What this task involves: Reproduce the lines below word for word, starting at the first one and ending at the line that contains "column 624, row 109", with both of those lines included.

Provided data:
--*--
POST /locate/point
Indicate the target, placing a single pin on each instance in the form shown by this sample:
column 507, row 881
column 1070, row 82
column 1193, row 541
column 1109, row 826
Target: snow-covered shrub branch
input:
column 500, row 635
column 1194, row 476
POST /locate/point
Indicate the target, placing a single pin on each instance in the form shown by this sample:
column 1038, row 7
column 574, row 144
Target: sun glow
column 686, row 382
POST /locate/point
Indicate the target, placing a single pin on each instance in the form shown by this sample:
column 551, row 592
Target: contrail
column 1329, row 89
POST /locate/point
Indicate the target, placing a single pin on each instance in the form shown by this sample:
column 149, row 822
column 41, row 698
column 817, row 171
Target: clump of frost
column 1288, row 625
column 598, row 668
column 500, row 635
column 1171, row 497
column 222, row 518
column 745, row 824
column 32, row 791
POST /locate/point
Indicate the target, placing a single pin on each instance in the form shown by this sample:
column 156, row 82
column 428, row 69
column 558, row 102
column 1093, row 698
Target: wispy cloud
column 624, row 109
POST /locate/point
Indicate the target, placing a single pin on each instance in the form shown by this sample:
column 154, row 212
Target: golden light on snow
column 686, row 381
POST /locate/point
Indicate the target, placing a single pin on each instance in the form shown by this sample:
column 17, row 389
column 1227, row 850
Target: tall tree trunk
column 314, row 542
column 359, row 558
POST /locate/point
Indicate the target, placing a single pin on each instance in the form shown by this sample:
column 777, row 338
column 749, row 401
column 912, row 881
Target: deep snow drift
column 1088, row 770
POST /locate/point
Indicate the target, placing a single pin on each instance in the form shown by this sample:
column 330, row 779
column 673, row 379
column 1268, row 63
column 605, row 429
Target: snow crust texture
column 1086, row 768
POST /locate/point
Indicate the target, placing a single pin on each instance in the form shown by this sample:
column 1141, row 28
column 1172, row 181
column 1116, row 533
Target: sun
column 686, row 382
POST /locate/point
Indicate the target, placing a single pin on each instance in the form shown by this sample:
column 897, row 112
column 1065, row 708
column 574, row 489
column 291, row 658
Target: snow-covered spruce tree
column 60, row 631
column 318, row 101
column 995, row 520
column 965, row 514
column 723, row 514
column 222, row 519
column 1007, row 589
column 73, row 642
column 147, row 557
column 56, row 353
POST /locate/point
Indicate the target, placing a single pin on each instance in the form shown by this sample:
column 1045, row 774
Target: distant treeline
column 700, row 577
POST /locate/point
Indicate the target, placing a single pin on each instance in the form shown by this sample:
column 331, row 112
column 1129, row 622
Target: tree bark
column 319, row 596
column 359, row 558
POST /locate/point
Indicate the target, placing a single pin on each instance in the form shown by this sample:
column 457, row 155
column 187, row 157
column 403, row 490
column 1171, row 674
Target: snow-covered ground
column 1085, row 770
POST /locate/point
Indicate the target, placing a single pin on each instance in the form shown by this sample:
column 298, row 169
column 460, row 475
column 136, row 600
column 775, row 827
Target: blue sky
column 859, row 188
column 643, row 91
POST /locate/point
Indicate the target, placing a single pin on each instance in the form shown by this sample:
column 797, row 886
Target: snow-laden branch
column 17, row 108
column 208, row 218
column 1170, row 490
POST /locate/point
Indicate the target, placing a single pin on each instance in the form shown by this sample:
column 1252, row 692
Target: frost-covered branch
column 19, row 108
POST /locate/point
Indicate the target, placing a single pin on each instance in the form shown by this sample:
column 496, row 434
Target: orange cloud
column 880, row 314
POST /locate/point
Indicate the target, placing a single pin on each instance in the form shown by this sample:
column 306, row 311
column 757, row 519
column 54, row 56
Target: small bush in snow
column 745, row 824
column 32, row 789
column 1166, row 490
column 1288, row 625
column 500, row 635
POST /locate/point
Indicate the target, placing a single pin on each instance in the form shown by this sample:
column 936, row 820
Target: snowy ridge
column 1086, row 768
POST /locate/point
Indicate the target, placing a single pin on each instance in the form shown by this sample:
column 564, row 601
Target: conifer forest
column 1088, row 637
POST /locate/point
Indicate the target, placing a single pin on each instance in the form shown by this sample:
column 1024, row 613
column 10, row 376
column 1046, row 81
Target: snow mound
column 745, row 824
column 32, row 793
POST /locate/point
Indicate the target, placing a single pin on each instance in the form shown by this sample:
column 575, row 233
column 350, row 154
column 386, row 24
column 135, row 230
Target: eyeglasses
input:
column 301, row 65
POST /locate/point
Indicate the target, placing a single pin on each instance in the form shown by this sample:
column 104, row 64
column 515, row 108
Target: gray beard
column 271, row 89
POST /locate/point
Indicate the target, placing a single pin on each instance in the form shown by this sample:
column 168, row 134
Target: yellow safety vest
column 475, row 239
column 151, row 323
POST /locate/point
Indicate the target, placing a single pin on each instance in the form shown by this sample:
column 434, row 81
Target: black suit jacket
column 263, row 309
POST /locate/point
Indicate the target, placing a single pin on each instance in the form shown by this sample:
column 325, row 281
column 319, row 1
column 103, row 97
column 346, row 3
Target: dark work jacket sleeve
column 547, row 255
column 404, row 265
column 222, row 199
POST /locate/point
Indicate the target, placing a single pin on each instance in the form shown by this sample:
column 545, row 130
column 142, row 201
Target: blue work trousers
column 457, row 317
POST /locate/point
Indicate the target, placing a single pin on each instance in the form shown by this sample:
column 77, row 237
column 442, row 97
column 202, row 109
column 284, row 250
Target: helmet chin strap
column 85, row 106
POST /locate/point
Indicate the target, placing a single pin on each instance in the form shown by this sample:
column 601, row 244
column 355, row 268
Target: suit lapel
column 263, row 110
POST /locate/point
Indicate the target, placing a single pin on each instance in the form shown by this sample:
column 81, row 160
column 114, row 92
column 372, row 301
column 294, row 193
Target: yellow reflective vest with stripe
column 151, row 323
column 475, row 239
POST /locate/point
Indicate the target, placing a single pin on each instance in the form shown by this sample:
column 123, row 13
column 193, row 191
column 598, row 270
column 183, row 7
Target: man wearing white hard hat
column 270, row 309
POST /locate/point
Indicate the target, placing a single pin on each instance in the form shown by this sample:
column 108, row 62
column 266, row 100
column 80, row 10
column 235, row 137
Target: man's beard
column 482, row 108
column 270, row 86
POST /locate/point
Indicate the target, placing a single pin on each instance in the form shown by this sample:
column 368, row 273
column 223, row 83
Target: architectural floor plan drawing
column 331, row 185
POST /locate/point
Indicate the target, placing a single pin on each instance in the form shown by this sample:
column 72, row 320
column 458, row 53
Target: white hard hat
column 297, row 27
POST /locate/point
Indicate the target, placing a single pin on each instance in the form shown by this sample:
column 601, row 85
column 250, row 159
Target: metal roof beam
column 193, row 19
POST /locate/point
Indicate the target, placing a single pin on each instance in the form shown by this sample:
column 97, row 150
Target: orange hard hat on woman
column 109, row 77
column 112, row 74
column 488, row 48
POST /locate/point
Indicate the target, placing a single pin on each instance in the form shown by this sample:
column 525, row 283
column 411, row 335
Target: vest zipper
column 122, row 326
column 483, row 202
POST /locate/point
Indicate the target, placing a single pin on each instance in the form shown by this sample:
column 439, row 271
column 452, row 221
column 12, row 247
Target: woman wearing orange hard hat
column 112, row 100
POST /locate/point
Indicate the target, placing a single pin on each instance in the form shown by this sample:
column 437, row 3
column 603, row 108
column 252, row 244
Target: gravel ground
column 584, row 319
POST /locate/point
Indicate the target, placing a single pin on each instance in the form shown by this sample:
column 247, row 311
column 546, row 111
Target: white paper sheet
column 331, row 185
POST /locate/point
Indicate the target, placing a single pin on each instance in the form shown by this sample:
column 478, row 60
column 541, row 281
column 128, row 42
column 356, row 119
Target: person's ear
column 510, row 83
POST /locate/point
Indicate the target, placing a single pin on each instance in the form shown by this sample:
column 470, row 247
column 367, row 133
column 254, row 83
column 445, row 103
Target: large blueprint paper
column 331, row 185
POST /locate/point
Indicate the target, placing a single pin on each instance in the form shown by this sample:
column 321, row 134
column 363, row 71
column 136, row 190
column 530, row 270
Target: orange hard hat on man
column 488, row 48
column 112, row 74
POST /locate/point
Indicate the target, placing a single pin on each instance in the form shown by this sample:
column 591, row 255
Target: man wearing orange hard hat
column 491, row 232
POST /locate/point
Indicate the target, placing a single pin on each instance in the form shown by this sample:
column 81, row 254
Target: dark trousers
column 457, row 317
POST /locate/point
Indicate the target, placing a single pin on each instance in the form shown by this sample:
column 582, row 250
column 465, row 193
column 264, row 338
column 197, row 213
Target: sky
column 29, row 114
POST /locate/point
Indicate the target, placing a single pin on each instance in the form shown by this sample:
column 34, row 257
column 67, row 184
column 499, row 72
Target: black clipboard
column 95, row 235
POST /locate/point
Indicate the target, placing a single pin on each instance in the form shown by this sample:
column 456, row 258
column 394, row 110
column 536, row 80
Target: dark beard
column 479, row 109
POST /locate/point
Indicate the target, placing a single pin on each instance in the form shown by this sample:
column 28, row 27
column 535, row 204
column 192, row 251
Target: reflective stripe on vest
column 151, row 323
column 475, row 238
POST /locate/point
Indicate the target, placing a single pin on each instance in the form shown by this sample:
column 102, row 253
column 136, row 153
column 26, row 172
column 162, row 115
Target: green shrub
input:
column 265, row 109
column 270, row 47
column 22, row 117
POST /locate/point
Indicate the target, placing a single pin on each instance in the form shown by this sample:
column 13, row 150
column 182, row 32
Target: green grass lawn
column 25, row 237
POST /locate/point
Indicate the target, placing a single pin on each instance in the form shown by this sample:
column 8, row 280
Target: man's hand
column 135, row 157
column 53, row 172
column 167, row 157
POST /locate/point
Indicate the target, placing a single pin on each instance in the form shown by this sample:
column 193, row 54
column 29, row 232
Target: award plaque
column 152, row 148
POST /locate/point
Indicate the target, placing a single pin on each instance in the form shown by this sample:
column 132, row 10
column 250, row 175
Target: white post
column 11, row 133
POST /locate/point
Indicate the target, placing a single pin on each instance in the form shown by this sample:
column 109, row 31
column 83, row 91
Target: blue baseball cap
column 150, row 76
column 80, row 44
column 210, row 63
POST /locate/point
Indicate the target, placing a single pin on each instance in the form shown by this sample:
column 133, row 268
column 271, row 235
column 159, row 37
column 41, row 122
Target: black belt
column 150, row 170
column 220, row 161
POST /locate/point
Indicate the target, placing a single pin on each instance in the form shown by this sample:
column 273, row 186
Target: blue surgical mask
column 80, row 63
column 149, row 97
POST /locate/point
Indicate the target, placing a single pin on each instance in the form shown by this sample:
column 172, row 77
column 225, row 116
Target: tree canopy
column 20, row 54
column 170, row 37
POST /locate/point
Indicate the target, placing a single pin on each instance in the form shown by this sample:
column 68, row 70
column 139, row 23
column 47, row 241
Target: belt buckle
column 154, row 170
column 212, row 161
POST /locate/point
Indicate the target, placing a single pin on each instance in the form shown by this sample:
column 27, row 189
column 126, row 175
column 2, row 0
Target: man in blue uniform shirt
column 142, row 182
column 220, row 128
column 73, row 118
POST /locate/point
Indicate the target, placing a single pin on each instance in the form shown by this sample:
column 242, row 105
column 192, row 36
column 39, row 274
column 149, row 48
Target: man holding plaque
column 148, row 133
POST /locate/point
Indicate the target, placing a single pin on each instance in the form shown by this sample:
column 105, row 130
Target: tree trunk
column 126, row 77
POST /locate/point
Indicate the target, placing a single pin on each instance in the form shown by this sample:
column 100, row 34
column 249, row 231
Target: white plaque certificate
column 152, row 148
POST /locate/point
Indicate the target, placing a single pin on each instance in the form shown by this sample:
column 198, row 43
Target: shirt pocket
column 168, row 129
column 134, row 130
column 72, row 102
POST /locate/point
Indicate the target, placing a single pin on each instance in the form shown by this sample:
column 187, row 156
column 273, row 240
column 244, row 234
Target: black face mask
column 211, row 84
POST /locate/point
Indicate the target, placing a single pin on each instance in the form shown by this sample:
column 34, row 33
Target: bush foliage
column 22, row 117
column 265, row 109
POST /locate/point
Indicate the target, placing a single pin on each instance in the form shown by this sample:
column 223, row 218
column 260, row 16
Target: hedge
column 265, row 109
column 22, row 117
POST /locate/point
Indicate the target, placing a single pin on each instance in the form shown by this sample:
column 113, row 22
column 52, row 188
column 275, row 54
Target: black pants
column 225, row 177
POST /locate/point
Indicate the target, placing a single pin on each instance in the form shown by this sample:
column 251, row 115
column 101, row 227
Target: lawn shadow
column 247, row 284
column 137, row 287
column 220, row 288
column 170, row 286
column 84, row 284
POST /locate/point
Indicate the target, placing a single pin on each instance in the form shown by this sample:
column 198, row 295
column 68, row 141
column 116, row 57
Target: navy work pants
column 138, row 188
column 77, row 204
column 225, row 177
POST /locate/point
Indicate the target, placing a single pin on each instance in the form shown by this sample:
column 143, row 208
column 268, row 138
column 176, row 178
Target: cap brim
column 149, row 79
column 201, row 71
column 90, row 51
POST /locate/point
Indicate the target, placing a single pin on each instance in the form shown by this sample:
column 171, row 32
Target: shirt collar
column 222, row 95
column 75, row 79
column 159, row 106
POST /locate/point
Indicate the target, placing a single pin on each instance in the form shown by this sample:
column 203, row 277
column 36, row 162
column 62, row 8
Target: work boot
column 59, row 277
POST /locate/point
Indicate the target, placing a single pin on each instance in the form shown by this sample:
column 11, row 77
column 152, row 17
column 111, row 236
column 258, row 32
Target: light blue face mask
--*--
Solution to this exercise:
POST /locate/point
Indicate the target, placing a single pin on each instance in the form shown by this sample:
column 507, row 881
column 1070, row 82
column 1193, row 541
column 1109, row 826
Target: snow-covered shrub branch
input:
column 500, row 635
column 1194, row 476
POST /locate/point
Indicate the target, placing a single pin on each instance in the form shown by this sample:
column 1038, row 7
column 574, row 144
Target: sun glow
column 686, row 382
POST /locate/point
Indicate the target, placing a single pin on each instance in the form shown by this sample:
column 551, row 592
Target: contrail
column 1329, row 89
POST /locate/point
Indicate the target, placing a single pin on each instance in the form shown by this sample:
column 149, row 822
column 41, row 698
column 817, row 171
Target: clump of frost
column 1288, row 625
column 598, row 668
column 500, row 635
column 1171, row 497
column 222, row 518
column 745, row 824
column 32, row 791
POST /locate/point
Indicate the target, placing a single pin on each instance in the form shown by this sample:
column 156, row 82
column 428, row 69
column 558, row 102
column 1093, row 698
Target: wispy cloud
column 624, row 109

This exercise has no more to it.